The doctor said, Charity has to quit her dream to survive.
It’s easy to say, but harder to do. Charity loved singing, and she wasn’t going to let someone’s hunch make her give it up.
So as the altitude of Colorado (which is where she was living at the time) exacerbated her symptoms, she moved to Baltimore. There she worked with doctor Reda Girgis and his team at John Hopkins to fight for her survival.
After six months, her conditions were worse. She couldn’t walk. She couldn’t climb a flight of stairs, she couldn’t stand up without feeling like she’s about to faint. When they measured her internal arterial pulmonary pressure, hers was 146. A number far too large in comparison to the expected norm 15-20. Charity went on a treatment called Flolan- A catheter was inserted into her chest, and is attached to a pump that weights about four and a half pounds (That’s 2.04kg). Everyday, 24 hours, that pump is at her side, administering medicine directly to her heart, and it’s not a particularly preferable medicine in many sense. Let me give you some… precautions: if there is a bubble in your medicine-because you have to mix it every morning- and it stays there, you’ll probably die. If you go through a metal detector, you’ll probably die. If you run out of medicine, you’ll definitely die.
No one wants to go on Flolan, but the medicine was exactly what she needed. Within a few days, she made incredible recovery, and within a few months, she was performing again. And even though the pump complicated things, she was happy.
Then in Febuary 2008, her grand father passed away. Seven weeks later, she got another call from her family. Her father was in a car accident, and he died. “At 24, my death was entirely expected. But his, well the only way I could articulate how it felt was that it precipitated my medical decline,” Charity said in retrospect.

■ TASKS:
**1)** In Charity's story, what was her internal arterial pulmonary pressure when it was measured?
**2)** According to Charity's story, why did she move to Baltimore?
**3)** Continue Charity's story from its last sentence.
The records that come next have nothing to do with Charity's story.

■ ENTRIES SHOWN:

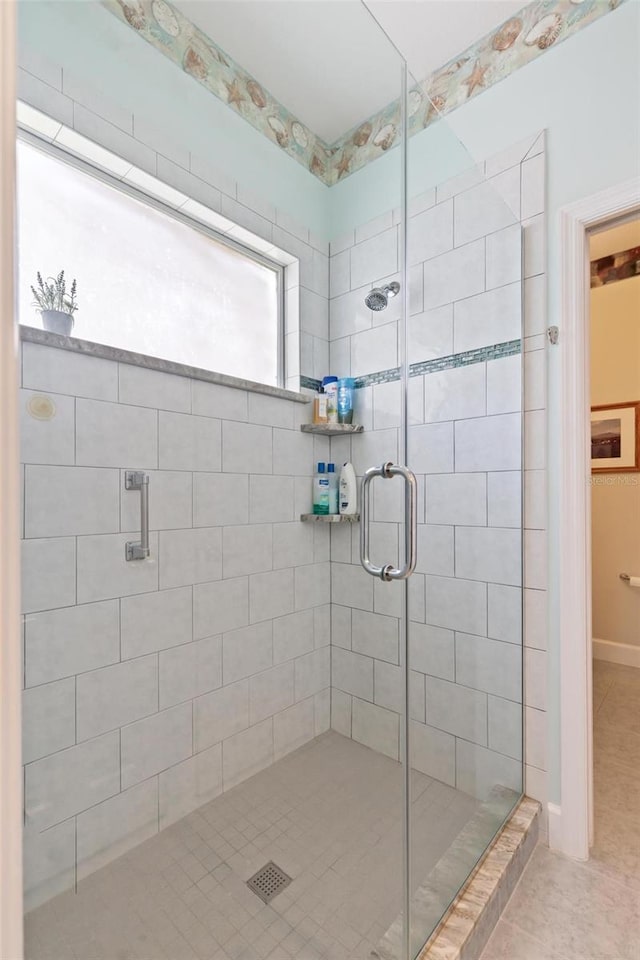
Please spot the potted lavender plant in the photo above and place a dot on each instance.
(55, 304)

==

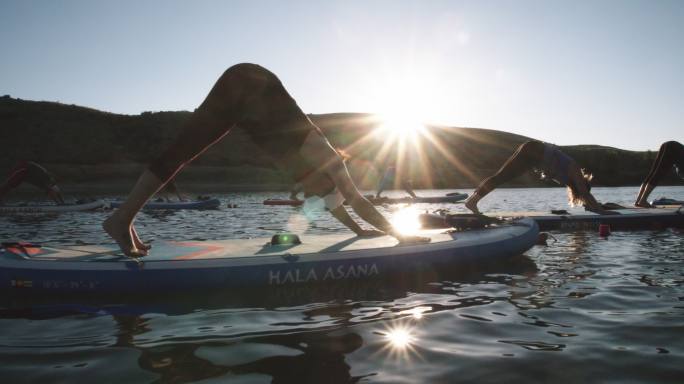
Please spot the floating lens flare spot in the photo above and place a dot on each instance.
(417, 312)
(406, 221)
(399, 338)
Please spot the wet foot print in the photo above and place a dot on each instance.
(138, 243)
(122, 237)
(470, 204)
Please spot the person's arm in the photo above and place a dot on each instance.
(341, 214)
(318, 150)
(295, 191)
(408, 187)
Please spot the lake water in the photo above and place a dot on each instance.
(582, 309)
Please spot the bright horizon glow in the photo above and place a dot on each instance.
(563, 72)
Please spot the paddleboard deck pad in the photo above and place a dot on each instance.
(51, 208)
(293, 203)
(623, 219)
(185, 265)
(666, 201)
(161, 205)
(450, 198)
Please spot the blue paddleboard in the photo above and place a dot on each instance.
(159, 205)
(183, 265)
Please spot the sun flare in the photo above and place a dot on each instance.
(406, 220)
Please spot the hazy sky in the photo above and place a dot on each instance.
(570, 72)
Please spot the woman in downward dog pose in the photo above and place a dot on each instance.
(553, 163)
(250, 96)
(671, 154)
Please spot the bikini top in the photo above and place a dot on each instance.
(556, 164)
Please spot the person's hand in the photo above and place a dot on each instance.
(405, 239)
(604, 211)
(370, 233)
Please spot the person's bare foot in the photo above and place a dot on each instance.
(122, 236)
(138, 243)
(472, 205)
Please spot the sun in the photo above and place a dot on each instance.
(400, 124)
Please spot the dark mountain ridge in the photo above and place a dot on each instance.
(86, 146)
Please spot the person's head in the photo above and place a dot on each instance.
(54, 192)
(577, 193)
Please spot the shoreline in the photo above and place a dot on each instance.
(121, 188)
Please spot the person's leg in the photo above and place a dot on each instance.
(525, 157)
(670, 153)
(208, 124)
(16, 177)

---

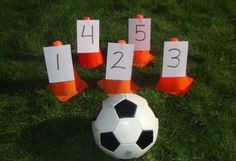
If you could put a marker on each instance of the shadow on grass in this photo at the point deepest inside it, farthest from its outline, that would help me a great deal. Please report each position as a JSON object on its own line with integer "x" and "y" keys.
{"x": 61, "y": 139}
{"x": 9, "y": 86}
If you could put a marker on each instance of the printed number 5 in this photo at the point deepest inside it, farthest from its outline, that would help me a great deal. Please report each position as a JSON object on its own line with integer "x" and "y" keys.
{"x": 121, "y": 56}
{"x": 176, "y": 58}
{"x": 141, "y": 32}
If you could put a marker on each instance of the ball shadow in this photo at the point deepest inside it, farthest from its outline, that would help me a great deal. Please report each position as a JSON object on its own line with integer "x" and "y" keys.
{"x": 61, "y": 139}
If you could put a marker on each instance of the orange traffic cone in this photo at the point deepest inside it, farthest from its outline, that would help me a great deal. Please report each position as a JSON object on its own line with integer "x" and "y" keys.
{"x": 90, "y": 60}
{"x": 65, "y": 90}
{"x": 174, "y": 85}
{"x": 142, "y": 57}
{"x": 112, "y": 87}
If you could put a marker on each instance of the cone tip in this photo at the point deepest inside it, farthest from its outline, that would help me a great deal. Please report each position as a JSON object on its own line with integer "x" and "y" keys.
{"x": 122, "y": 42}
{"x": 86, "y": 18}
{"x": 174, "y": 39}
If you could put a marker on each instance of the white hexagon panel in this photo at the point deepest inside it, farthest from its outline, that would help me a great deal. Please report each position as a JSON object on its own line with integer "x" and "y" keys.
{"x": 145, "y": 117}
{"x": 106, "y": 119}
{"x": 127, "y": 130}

■ RESPONSES BY TASK:
**1)** It was 146.

**2)** The altitude of Colorado, where she was living, made her symptoms worse. In Baltimore she worked with doctor Reda Girgis and his team at John Hopkins to fight for her survival.

**3)**
Her doctor wanted her to enlist for a lung transplant. But it took her a while to second his advice. She spent her whole life training her lungs, and it was understandably hard for her to be enthusiastic about giving them up. When they’d found a match for her lungs, she flew to Cleveland, and undertook a thirteen-and-a-half-hour surgery, in which she flat lined twice. And though her mom couldn’t say goodbye to her before the surgery, she didn’t leave her side in the months of recovery that followed. Two years ago, she woke up, and there were a dozen tubes coming in and out of her body. And when the first thing she saw was her mother, she couldn’t help but smile.
“Whether by a Mack truck or by heart failure or faulty lungs, death happens. But life isn’t really just about avoiding death, is it? It’s about living. Medical conditions don’t negate the human condition. And when people are allowed to pursue their passions, doctors will find they have better, happier and healthier patients. My parents were totally stressed out about me going and auditioning and traveling and performing all over the place, but they knew that it was much better for me to do that than be preoccupied with my own mortality all of the time. And I’m so grateful they did.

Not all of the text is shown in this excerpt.